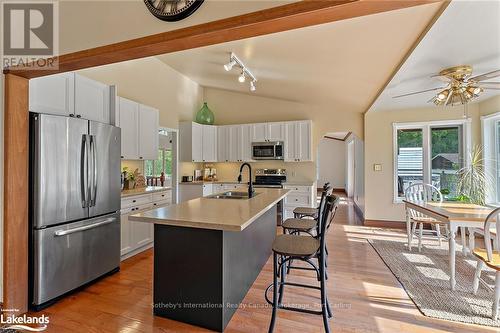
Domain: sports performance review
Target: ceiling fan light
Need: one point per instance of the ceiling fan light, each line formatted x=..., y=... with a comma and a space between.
x=242, y=77
x=229, y=65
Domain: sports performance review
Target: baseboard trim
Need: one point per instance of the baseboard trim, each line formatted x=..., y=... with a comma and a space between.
x=385, y=224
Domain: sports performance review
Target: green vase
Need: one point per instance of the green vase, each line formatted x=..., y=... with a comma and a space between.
x=205, y=115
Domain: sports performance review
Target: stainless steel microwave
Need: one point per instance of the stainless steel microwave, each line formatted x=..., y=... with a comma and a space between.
x=268, y=150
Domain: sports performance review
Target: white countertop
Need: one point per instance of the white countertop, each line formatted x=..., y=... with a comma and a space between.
x=215, y=214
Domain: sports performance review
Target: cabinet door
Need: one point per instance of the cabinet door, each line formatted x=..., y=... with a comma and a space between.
x=303, y=132
x=125, y=233
x=290, y=142
x=148, y=133
x=53, y=94
x=234, y=143
x=275, y=131
x=259, y=132
x=141, y=233
x=197, y=142
x=129, y=113
x=223, y=144
x=209, y=134
x=246, y=143
x=92, y=99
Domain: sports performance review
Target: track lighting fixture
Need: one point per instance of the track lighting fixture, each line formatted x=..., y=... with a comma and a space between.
x=234, y=61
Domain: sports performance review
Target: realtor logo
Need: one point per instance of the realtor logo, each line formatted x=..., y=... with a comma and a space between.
x=30, y=34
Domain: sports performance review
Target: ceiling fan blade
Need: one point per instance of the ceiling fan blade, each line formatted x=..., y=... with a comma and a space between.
x=419, y=92
x=486, y=76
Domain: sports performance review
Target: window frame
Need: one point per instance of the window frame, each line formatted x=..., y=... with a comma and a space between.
x=491, y=149
x=426, y=146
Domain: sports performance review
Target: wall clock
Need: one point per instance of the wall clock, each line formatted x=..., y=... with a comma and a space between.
x=172, y=10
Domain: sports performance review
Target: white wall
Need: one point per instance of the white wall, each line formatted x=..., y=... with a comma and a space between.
x=332, y=163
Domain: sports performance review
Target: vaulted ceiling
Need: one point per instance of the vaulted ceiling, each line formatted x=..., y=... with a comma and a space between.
x=343, y=64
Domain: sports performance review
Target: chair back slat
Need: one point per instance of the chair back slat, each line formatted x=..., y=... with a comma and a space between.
x=494, y=216
x=422, y=192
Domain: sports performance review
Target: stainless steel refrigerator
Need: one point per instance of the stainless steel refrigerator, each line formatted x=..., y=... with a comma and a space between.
x=74, y=204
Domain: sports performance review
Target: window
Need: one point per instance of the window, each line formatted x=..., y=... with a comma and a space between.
x=430, y=152
x=491, y=154
x=162, y=164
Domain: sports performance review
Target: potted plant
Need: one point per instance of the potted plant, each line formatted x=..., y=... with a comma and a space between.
x=473, y=179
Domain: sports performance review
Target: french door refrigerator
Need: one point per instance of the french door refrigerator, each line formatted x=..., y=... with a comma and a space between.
x=74, y=204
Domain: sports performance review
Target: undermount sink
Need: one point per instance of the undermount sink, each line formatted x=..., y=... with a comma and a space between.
x=231, y=195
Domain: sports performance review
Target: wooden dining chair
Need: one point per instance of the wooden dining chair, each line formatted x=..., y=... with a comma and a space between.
x=427, y=193
x=489, y=257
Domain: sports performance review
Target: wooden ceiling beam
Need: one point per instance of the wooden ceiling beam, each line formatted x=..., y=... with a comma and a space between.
x=277, y=19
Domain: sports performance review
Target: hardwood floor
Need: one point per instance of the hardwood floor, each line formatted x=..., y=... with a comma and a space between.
x=364, y=294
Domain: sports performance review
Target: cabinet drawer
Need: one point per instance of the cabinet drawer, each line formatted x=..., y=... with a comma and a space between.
x=301, y=189
x=161, y=196
x=161, y=203
x=135, y=201
x=298, y=199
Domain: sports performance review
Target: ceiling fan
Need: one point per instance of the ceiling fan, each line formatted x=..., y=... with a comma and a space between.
x=460, y=87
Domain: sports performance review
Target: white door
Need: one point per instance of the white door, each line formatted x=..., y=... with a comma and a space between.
x=234, y=143
x=129, y=114
x=246, y=143
x=92, y=99
x=290, y=142
x=223, y=144
x=53, y=94
x=141, y=233
x=209, y=143
x=125, y=232
x=303, y=141
x=259, y=132
x=275, y=131
x=350, y=169
x=148, y=132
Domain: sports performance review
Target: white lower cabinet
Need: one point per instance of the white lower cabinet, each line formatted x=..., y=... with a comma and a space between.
x=138, y=236
x=299, y=196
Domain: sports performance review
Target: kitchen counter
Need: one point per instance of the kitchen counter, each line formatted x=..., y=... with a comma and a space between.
x=143, y=190
x=214, y=214
x=208, y=253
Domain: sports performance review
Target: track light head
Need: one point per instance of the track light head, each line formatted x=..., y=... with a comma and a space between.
x=242, y=77
x=229, y=65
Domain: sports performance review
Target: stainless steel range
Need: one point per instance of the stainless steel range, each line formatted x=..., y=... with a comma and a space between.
x=271, y=178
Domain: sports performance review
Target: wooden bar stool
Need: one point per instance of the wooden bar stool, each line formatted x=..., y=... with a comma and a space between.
x=310, y=212
x=303, y=248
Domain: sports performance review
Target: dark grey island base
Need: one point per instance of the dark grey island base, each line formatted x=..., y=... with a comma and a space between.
x=202, y=275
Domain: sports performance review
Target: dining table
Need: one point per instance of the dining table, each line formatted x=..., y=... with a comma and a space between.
x=452, y=214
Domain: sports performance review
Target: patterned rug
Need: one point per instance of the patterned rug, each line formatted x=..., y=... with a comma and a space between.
x=425, y=277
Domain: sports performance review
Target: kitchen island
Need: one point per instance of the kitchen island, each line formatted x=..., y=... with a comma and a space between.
x=207, y=254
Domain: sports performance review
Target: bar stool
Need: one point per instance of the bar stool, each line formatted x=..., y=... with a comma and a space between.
x=303, y=248
x=301, y=212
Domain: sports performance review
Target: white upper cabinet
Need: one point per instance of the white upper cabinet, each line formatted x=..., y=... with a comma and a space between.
x=70, y=94
x=92, y=99
x=148, y=132
x=276, y=131
x=268, y=132
x=54, y=94
x=223, y=143
x=298, y=143
x=198, y=143
x=209, y=134
x=129, y=117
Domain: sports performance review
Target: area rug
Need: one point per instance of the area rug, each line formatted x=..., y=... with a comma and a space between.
x=425, y=277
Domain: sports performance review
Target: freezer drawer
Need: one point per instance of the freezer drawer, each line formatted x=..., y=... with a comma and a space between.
x=70, y=255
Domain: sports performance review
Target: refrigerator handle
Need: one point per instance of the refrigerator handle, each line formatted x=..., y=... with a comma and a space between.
x=93, y=196
x=83, y=170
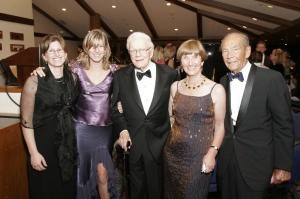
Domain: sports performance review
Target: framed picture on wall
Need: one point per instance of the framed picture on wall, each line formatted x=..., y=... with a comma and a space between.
x=16, y=47
x=16, y=36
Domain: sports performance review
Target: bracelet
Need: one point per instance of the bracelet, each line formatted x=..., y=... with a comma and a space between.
x=214, y=147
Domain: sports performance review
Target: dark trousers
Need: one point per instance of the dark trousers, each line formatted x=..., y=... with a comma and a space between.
x=233, y=186
x=145, y=178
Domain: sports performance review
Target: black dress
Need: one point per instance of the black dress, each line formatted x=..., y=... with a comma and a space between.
x=48, y=112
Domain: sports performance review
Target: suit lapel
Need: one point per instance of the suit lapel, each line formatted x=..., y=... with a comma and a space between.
x=228, y=104
x=133, y=87
x=246, y=96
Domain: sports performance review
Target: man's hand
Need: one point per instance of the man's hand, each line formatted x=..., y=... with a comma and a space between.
x=124, y=140
x=280, y=176
x=38, y=72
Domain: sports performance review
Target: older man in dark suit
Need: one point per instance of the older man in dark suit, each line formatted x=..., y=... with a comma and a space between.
x=258, y=145
x=143, y=88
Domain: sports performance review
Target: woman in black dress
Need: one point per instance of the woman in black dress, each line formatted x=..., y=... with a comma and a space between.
x=47, y=125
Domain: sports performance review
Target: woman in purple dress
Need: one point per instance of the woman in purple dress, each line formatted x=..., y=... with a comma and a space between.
x=92, y=118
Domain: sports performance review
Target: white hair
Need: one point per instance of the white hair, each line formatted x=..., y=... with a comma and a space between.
x=139, y=35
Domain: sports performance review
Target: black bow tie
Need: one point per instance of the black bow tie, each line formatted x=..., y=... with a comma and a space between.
x=140, y=75
x=238, y=76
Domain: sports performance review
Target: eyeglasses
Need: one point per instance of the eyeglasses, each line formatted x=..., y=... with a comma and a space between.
x=140, y=51
x=58, y=51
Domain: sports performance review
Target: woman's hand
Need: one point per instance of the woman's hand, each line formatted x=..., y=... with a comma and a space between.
x=209, y=160
x=38, y=162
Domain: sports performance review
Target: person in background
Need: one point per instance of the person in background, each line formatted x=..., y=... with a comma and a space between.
x=95, y=177
x=197, y=111
x=158, y=55
x=257, y=149
x=143, y=89
x=169, y=54
x=261, y=46
x=277, y=59
x=47, y=125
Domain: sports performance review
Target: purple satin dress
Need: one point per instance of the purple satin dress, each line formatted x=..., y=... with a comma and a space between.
x=94, y=133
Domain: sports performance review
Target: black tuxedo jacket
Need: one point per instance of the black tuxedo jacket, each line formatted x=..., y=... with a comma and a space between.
x=263, y=140
x=149, y=130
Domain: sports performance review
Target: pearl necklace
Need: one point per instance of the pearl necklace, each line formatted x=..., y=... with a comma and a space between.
x=194, y=87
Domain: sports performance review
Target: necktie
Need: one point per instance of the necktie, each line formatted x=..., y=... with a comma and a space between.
x=140, y=75
x=238, y=76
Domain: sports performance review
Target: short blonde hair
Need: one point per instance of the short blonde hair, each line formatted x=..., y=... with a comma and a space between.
x=91, y=40
x=191, y=46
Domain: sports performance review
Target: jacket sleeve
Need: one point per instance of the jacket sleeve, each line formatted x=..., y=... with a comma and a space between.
x=282, y=123
x=118, y=118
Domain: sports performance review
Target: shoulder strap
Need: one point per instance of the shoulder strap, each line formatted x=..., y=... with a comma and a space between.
x=212, y=87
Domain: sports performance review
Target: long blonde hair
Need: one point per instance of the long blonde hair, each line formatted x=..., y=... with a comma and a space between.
x=91, y=40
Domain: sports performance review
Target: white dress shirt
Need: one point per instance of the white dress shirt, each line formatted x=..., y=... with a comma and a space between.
x=236, y=92
x=146, y=87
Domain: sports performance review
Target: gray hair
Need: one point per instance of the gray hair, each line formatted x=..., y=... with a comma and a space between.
x=244, y=38
x=139, y=35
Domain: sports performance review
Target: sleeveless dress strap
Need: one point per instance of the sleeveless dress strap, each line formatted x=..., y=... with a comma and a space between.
x=212, y=88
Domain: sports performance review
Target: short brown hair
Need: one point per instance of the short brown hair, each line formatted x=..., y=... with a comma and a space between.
x=48, y=39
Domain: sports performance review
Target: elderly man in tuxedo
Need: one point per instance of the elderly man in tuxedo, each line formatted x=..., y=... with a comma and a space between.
x=143, y=88
x=258, y=145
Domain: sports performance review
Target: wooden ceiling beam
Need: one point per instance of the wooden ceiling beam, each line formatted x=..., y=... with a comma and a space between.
x=289, y=4
x=235, y=21
x=146, y=17
x=91, y=12
x=211, y=16
x=243, y=11
x=54, y=21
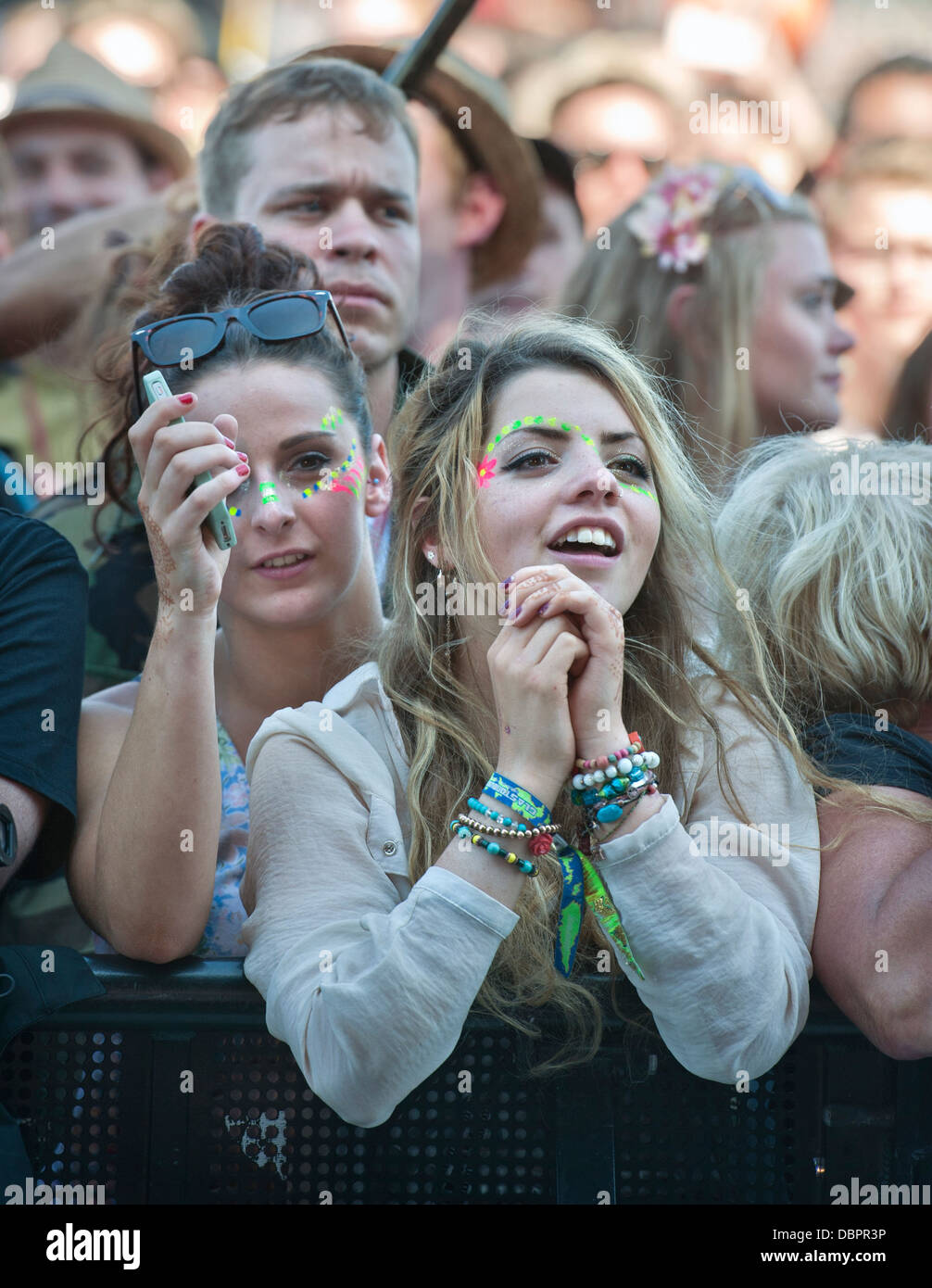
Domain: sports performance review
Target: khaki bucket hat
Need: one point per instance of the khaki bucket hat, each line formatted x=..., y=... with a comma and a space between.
x=78, y=88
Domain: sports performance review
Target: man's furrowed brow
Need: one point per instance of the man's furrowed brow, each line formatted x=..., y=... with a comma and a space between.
x=329, y=190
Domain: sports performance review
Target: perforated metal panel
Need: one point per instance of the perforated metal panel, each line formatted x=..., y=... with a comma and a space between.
x=179, y=1095
x=69, y=1092
x=260, y=1135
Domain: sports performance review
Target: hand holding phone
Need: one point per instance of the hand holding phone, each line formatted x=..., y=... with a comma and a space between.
x=218, y=521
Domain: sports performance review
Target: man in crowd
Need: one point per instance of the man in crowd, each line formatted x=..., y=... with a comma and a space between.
x=320, y=155
x=480, y=191
x=42, y=644
x=79, y=139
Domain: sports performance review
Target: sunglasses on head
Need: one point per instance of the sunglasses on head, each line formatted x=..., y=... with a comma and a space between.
x=287, y=316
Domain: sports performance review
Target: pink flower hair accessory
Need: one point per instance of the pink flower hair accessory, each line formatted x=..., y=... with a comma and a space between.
x=668, y=219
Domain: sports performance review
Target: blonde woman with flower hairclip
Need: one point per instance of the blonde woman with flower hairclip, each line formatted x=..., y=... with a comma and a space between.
x=724, y=286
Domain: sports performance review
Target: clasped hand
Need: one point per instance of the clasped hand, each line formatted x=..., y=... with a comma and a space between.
x=556, y=667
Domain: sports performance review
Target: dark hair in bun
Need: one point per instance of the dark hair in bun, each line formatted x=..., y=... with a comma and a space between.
x=232, y=267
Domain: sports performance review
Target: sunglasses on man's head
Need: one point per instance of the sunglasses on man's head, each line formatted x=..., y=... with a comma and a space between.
x=183, y=339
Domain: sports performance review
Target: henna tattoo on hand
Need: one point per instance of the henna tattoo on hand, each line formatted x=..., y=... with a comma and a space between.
x=162, y=561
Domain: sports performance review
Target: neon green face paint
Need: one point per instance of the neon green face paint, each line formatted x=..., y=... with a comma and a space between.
x=485, y=469
x=346, y=478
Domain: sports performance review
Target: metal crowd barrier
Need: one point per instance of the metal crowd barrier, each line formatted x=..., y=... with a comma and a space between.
x=169, y=1090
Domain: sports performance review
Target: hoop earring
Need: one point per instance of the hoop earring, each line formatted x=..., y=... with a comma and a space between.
x=446, y=617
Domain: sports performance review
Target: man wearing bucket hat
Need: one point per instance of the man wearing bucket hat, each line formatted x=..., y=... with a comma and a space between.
x=480, y=192
x=79, y=139
x=82, y=138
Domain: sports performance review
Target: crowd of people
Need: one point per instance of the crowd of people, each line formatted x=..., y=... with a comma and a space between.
x=578, y=611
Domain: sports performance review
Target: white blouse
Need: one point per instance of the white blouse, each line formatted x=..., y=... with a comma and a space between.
x=370, y=979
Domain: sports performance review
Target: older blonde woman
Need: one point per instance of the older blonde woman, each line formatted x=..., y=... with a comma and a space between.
x=726, y=287
x=832, y=551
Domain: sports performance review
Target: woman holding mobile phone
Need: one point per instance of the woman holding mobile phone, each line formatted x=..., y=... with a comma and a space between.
x=518, y=787
x=274, y=407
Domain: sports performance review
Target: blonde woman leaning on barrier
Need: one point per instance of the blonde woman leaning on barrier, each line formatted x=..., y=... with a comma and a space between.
x=726, y=287
x=833, y=551
x=373, y=928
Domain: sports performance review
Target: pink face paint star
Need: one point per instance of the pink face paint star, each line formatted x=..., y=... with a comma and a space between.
x=485, y=472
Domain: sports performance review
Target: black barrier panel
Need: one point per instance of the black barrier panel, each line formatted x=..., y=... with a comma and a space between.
x=169, y=1090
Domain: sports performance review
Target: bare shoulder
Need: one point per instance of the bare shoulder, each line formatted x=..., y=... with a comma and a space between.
x=106, y=719
x=119, y=697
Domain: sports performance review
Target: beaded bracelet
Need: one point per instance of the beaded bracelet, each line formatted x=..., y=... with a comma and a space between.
x=634, y=750
x=538, y=842
x=493, y=848
x=602, y=768
x=506, y=792
x=614, y=812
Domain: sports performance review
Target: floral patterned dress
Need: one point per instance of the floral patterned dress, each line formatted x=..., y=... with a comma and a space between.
x=227, y=914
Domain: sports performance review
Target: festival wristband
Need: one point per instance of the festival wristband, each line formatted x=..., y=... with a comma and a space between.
x=506, y=792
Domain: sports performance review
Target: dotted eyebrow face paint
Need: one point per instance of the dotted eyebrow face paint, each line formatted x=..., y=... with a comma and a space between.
x=485, y=469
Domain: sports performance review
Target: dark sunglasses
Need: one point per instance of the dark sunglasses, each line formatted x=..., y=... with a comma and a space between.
x=287, y=316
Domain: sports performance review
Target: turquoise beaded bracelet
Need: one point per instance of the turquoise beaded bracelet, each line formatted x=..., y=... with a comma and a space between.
x=493, y=848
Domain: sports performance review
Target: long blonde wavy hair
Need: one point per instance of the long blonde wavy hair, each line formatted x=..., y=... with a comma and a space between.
x=434, y=446
x=838, y=580
x=622, y=287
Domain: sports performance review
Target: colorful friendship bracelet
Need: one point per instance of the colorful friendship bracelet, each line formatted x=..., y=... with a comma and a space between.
x=506, y=792
x=522, y=828
x=598, y=899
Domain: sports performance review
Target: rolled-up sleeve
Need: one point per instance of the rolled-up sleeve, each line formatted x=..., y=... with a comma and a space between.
x=370, y=990
x=721, y=915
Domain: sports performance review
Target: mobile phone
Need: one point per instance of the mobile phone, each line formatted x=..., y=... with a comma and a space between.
x=219, y=521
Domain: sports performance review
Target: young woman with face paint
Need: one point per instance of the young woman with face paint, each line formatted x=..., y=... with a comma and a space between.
x=283, y=428
x=550, y=466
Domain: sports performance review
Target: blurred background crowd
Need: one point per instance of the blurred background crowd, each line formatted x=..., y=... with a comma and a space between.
x=578, y=105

___

■ Exercise
Which lines above contain the word "khaki"? Collect each one and copy it out in full.

■ Answer for this exercise
Target: khaki bucket hat
Need: one point per instance of the khaki bucket hat, each line formatted x=..., y=... with a comma and a space between.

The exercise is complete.